[Start of Provided material]

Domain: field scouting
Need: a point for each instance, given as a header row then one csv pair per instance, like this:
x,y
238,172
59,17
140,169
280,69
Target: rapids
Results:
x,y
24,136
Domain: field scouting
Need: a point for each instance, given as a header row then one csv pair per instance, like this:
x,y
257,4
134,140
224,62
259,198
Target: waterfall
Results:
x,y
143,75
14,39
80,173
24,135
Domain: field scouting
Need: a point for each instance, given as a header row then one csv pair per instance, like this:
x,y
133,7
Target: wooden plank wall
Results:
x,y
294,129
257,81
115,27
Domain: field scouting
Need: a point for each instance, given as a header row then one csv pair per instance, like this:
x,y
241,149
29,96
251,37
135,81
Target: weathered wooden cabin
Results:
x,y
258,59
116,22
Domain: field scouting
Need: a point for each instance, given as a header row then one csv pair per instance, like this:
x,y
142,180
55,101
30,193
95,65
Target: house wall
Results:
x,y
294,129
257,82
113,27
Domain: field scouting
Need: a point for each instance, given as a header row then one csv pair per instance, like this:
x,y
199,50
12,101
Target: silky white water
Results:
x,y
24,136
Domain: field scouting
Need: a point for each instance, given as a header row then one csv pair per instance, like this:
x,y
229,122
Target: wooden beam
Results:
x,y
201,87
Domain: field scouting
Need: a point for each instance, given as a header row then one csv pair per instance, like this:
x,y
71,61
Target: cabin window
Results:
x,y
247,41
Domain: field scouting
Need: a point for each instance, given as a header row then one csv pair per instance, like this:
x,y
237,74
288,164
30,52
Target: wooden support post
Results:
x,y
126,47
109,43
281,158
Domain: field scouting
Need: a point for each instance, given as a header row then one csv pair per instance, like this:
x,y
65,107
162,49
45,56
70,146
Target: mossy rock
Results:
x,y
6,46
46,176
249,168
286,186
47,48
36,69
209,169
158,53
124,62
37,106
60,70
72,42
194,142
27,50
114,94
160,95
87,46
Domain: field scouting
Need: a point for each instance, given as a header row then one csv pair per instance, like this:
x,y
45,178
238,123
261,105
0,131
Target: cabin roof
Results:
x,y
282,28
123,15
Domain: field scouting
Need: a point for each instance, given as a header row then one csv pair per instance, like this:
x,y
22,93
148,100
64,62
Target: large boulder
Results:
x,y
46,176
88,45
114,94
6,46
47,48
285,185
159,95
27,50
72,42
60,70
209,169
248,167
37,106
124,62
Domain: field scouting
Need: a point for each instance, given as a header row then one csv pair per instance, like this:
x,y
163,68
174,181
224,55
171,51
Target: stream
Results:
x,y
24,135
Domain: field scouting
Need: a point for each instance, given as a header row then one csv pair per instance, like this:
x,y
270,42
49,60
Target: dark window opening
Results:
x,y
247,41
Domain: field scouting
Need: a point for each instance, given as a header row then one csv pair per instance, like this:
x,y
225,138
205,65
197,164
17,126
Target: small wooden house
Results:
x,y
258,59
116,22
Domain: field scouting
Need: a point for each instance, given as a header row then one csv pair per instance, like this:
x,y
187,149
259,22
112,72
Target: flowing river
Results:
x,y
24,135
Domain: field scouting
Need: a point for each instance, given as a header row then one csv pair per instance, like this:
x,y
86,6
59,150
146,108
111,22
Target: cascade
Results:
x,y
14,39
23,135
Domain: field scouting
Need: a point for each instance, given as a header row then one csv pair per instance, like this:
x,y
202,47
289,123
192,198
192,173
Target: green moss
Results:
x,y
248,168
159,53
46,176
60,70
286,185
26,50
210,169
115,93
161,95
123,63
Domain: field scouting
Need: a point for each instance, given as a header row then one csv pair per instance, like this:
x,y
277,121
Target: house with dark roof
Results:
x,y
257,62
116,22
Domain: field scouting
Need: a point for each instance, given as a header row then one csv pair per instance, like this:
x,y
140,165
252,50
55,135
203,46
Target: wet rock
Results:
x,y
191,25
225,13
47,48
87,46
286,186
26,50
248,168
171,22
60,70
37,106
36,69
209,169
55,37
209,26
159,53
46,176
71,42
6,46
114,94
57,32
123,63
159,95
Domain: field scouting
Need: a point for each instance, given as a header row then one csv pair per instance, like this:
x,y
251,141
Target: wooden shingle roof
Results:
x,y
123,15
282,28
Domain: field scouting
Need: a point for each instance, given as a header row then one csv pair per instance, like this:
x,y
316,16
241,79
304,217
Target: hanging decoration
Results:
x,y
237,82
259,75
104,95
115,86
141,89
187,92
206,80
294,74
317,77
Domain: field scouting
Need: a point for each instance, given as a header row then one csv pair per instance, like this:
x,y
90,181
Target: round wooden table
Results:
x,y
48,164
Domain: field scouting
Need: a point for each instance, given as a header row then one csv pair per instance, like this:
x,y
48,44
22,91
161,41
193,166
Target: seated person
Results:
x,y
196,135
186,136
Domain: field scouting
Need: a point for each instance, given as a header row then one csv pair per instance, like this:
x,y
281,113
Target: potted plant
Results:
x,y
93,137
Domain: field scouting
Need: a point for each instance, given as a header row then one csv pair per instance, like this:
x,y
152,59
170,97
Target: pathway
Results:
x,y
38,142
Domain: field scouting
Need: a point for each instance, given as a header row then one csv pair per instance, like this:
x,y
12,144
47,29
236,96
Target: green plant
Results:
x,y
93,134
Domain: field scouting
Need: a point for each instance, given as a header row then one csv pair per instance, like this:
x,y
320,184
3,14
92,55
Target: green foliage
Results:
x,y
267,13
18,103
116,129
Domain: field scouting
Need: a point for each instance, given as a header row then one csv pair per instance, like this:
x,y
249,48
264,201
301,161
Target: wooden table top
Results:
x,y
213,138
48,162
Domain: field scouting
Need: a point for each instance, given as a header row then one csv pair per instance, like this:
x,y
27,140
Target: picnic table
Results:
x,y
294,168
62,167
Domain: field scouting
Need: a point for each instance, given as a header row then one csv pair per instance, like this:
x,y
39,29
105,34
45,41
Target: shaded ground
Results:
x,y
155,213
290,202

[End of Provided material]

### [Exercise brief]
Using the data above, repeat every line exactly.

### [Response]
Domain: field scouting
Need: a point for each instance, given as a header row then one csv pair per instance, like this:
x,y
238,172
59,17
140,169
280,69
Target: rapids
Results:
x,y
24,136
Domain: field scouting
Need: a point for each instance, given as a header row then one csv pair per instance, like this:
x,y
257,4
134,140
224,62
259,198
Target: waterfall
Results:
x,y
143,75
14,39
80,173
24,135
Domain: field scouting
Need: a point for each instance, given as a header row then one csv pair per instance, like this:
x,y
133,7
Target: wooden plank wall
Results:
x,y
294,129
257,81
115,27
Domain: field scouting
Need: a point for each instance, given as a header row then one csv pair per instance, like this:
x,y
241,149
29,96
251,37
135,81
Target: weathered wooden cabin
Results:
x,y
258,59
116,22
Domain: field scouting
Need: a point for each instance, given as a header row then one csv pair per instance, like this:
x,y
142,180
55,101
30,193
95,65
Target: house wall
Results:
x,y
294,129
257,82
113,27
Domain: field scouting
Need: a point for each instance, given as a header row then one csv pair per instance, like this:
x,y
199,50
12,101
Target: silky white water
Results:
x,y
24,136
Domain: field scouting
Need: a point for each instance, given as a header row then one csv pair per instance, like this:
x,y
229,122
Target: wooden beam
Results:
x,y
201,87
Domain: field scouting
Need: a point for each instance, given as a header row then one csv pair per instance, like this:
x,y
71,61
Target: cabin window
Results:
x,y
247,41
Domain: field scouting
Need: a point for each instance, given as a header row then one csv pair per instance, like this:
x,y
237,74
288,164
30,52
Target: wooden support post
Results:
x,y
126,47
109,43
281,158
Domain: field scouting
Need: a point for each instance, given as a header row then one csv pair per instance, like this:
x,y
65,107
162,49
45,56
70,146
Target: mossy rock
Results:
x,y
6,46
46,176
249,168
286,186
47,48
36,69
209,169
158,53
124,62
37,106
60,70
72,42
194,142
27,50
114,94
160,95
87,46
Domain: field scouting
Need: a point for each instance, given as a header row then one csv pair per instance, like this:
x,y
45,178
238,123
261,105
0,131
Target: cabin roof
Results:
x,y
282,28
123,15
Domain: field scouting
Need: a point for each instance, given as a header row then one csv pair per instance, like this:
x,y
22,93
148,100
64,62
Target: large boulder
Results:
x,y
46,176
88,45
114,94
6,46
47,48
285,185
159,95
27,50
72,42
60,70
209,169
248,167
37,106
124,62
Domain: field scouting
Need: a point for each instance, given as a header row then one csv pair per instance, like this:
x,y
163,68
174,181
224,55
171,51
Target: stream
Results:
x,y
24,135
Domain: field scouting
Need: a point for each instance, given as a header row then one csv pair per instance, like this:
x,y
270,42
49,60
Target: dark window opening
Results:
x,y
247,41
Domain: field scouting
Need: a point for each instance, given as a header row then one csv pair per instance, like this:
x,y
225,138
205,65
197,164
17,126
Target: small wooden house
Results:
x,y
258,59
116,22
Domain: field scouting
Need: a point for each instance, given as a header row then one csv pair per instance, like this:
x,y
187,149
259,22
112,72
Target: flowing river
Results:
x,y
24,135
Domain: field scouting
Need: a point for each instance, given as a header row then one csv pair per instance, like this:
x,y
86,6
59,150
146,108
111,22
Target: cascade
Results:
x,y
14,39
23,135
Domain: field scouting
Need: a point for each instance, given as a header row then one csv pair per instance, like this:
x,y
202,47
289,123
192,198
192,173
Target: green moss
Results:
x,y
248,168
159,53
46,176
60,70
286,185
26,50
210,169
115,93
161,95
123,63
Domain: field scouting
Need: a point for each instance, given as a header row then one csv pair per instance, like this:
x,y
277,121
Target: house with dark roof
Results:
x,y
257,62
116,22
Domain: field scouting
Need: a point for each instance, given as a header row then one csv pair per instance, like this:
x,y
140,165
252,50
55,135
203,46
Target: wet rock
Results:
x,y
191,25
225,13
47,48
87,46
286,186
26,50
248,168
171,22
60,70
37,106
36,69
209,169
55,37
209,26
159,53
46,176
71,42
6,46
114,94
57,32
123,63
159,95
Domain: field scouting
Need: a point for each instance, given as a header row then one csv pair per instance, like this:
x,y
251,141
Target: wooden shingle roof
Results:
x,y
123,15
282,28
Domain: field scouting
Need: a point for each instance, given as a header row then one csv pair per instance, like this:
x,y
316,16
241,79
304,217
Target: hanging decoration
Results:
x,y
237,82
259,75
104,95
115,86
141,89
187,92
206,80
294,74
317,77
Domain: field scouting
Need: a point for each instance, given as a header row then one csv pair per instance, like this:
x,y
90,181
Target: round wooden table
Results:
x,y
48,164
Domain: field scouting
Need: a point for each instance, given as a header row then one csv pair per instance, like this:
x,y
48,44
22,91
161,41
193,166
Target: seated person
Results:
x,y
196,135
186,136
Domain: field scouting
Need: a point for each instance, given as a header row then one csv pair per instance, like this:
x,y
281,113
Target: potted plant
Results:
x,y
93,137
Domain: field scouting
Need: a point for each instance, given as a header row then one csv pair per instance, like this:
x,y
152,59
170,97
Target: pathway
Results:
x,y
38,142
Domain: field scouting
Need: a point for each instance, given as a header row then one csv pair per instance, like this:
x,y
12,144
47,29
236,96
Target: green plant
Results:
x,y
93,134
Domain: field scouting
Need: a point for each instance, given as a header row then one csv pair per instance, like this:
x,y
320,184
3,14
92,55
Target: green foliage
Results:
x,y
267,13
18,103
116,129
Domain: field scouting
Need: a point for each instance, given as a header row then one csv pair per instance, like this:
x,y
249,48
264,201
301,161
Target: wooden table top
Results:
x,y
213,138
48,162
Domain: field scouting
Need: a point for each instance, given as a header row then one csv pair per instance, like this:
x,y
27,140
Target: picnic table
Results:
x,y
294,168
62,167
Domain: field scouting
Need: a point for each instance, given as a header row then one csv pair per instance, like this:
x,y
39,29
105,34
45,41
Target: shaded ground
Results:
x,y
155,213
290,202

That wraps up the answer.